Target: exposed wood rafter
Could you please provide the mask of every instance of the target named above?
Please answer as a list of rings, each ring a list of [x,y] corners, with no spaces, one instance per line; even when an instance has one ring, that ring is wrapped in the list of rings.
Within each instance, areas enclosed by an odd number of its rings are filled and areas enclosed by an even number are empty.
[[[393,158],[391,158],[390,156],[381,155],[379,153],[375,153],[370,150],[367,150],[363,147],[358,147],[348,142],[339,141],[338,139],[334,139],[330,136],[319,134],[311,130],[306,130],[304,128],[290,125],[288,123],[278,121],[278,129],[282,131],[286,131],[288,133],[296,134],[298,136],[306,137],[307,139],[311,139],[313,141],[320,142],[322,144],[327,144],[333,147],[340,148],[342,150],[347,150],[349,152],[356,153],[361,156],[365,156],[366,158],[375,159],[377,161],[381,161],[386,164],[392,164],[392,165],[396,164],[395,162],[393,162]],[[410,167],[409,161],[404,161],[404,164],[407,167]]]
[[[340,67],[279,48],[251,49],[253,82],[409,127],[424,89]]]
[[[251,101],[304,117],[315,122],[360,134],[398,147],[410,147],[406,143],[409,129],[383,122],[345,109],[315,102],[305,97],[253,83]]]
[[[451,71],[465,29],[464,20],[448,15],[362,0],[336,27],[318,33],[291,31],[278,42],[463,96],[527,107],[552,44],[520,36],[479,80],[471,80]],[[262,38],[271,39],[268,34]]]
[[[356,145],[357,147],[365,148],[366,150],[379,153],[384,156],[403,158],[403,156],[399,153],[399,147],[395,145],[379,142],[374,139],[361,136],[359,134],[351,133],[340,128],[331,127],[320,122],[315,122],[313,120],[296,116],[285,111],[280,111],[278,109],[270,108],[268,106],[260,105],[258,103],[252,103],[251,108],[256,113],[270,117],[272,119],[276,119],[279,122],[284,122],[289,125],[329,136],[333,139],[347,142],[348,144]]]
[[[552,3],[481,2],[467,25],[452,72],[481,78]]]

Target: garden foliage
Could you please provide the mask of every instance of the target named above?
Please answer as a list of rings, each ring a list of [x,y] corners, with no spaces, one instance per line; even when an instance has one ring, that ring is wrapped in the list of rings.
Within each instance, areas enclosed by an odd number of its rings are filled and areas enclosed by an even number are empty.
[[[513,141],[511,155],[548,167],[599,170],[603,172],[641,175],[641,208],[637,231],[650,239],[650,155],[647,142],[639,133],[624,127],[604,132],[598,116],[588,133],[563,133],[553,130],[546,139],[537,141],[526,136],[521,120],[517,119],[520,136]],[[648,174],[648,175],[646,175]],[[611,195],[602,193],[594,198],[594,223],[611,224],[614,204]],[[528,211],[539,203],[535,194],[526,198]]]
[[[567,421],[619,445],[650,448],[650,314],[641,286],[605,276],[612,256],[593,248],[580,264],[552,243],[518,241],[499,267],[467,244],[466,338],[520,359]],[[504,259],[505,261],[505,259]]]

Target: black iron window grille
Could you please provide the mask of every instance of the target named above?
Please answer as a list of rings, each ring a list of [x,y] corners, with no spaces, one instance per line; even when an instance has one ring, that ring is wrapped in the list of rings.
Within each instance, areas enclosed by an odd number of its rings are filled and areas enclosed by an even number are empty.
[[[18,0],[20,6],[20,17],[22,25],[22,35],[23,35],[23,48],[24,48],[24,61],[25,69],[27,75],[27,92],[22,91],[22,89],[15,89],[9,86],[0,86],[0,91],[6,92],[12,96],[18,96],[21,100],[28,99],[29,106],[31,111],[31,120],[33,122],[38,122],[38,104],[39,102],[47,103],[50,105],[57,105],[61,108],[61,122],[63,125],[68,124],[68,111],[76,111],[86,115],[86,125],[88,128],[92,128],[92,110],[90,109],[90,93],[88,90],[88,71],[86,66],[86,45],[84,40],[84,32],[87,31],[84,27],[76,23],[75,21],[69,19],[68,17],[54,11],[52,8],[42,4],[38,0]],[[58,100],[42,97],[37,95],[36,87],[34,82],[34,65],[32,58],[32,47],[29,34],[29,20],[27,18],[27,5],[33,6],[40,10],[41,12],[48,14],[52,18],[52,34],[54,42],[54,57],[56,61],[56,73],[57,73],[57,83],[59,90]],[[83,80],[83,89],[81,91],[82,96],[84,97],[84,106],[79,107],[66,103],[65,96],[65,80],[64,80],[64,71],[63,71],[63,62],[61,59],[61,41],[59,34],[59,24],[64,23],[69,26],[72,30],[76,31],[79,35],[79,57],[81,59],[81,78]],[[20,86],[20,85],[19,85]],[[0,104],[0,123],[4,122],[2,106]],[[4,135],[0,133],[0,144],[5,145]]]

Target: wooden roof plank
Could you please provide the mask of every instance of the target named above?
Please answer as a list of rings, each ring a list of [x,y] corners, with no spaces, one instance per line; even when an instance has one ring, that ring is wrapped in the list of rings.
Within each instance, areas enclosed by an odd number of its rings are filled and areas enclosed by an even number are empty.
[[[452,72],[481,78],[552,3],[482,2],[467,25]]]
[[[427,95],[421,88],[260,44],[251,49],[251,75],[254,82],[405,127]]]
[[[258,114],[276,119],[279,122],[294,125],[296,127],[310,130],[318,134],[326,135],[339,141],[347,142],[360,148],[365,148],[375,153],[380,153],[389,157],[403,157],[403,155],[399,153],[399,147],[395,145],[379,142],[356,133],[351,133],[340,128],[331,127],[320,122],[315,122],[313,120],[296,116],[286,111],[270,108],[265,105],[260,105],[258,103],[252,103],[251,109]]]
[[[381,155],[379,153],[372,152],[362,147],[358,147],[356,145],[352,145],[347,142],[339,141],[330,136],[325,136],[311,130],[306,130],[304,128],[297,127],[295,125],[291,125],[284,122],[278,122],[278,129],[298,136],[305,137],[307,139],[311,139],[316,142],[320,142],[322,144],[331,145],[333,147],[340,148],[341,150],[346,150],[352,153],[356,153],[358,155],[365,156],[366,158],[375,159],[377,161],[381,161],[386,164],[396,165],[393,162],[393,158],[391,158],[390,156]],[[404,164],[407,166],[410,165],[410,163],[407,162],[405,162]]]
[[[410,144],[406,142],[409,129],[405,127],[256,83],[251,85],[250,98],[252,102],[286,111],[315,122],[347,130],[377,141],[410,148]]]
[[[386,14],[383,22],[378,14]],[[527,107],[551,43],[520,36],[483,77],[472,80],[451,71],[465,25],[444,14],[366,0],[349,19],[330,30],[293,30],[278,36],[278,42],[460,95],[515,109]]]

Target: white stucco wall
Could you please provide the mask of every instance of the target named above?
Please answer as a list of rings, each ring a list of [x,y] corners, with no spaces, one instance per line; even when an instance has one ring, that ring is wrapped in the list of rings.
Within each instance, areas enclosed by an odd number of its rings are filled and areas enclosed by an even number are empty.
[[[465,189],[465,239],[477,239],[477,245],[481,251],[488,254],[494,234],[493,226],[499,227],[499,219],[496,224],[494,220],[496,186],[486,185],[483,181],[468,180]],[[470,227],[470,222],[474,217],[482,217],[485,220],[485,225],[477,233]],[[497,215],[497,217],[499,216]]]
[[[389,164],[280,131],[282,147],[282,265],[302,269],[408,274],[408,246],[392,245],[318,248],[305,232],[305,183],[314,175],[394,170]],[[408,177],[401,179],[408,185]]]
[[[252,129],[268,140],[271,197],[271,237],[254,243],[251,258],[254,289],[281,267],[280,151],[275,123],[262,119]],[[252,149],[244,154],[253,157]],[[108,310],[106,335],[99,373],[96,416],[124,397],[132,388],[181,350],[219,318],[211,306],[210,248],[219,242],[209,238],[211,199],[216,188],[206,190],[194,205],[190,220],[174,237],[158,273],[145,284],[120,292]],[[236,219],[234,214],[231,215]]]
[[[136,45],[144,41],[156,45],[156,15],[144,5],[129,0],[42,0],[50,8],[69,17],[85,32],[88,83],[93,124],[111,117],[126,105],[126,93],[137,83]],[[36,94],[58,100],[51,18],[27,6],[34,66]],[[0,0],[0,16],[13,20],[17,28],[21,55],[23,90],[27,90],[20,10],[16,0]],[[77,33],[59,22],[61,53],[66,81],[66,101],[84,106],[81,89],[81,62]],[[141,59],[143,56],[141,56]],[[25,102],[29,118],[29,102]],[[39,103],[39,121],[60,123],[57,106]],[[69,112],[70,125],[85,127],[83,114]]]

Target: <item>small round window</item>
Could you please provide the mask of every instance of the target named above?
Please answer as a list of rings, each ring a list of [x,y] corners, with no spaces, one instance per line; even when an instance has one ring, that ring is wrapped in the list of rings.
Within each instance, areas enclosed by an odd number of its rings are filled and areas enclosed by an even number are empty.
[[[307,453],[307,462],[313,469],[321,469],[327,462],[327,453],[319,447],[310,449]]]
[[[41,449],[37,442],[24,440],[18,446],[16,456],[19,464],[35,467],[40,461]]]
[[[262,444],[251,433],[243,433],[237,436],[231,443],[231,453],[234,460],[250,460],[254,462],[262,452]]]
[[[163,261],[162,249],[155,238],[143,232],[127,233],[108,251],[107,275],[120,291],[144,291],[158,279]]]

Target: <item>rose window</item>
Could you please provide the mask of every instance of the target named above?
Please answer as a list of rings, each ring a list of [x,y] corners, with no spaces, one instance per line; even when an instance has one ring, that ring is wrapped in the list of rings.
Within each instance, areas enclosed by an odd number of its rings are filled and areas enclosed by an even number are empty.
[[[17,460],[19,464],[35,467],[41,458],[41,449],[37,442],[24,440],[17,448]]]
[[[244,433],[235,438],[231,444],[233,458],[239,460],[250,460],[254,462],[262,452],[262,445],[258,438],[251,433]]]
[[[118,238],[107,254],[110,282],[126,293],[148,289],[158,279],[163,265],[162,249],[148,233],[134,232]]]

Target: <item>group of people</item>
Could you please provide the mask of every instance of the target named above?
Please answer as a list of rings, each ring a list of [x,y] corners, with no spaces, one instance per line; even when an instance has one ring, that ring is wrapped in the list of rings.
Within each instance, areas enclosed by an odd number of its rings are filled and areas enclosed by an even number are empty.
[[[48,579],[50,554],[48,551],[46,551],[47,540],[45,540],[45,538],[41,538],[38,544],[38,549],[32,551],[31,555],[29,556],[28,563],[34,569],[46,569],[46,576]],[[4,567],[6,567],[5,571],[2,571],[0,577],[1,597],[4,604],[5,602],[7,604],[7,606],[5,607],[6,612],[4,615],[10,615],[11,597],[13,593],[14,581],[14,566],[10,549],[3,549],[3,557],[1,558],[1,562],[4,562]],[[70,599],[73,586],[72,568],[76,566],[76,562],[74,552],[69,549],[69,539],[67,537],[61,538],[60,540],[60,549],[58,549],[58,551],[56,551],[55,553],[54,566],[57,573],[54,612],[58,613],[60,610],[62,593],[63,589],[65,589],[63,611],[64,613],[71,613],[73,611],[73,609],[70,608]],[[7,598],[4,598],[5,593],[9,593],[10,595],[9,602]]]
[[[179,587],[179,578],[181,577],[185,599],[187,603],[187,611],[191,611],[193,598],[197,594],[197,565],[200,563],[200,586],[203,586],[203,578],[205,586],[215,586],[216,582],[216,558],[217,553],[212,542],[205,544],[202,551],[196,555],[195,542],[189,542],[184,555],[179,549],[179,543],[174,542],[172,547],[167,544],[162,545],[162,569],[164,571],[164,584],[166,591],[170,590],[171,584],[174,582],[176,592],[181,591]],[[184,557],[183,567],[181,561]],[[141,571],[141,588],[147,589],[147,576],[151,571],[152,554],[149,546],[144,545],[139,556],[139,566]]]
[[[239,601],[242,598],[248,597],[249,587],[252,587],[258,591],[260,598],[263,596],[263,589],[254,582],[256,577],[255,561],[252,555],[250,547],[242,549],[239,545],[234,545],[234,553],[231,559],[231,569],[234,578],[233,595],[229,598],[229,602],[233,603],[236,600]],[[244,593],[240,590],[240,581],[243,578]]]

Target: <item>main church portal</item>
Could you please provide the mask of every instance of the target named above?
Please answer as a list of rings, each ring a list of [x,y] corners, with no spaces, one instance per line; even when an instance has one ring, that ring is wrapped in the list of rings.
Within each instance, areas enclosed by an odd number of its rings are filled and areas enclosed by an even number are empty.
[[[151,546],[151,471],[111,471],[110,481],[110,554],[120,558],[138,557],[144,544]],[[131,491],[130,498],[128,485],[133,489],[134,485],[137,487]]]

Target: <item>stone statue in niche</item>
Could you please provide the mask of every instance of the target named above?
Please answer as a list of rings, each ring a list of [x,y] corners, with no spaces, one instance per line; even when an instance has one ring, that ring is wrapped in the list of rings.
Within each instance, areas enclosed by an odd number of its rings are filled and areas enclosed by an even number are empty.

PROBLEM REQUIREMENTS
What this exercise asks for is every line of the data above with the word "item".

REPLY
Target: <item>small round window</item>
Target: <item>rose window</item>
Target: <item>group of people</item>
Target: <item>main church portal</item>
Target: <item>stone statue in niche</item>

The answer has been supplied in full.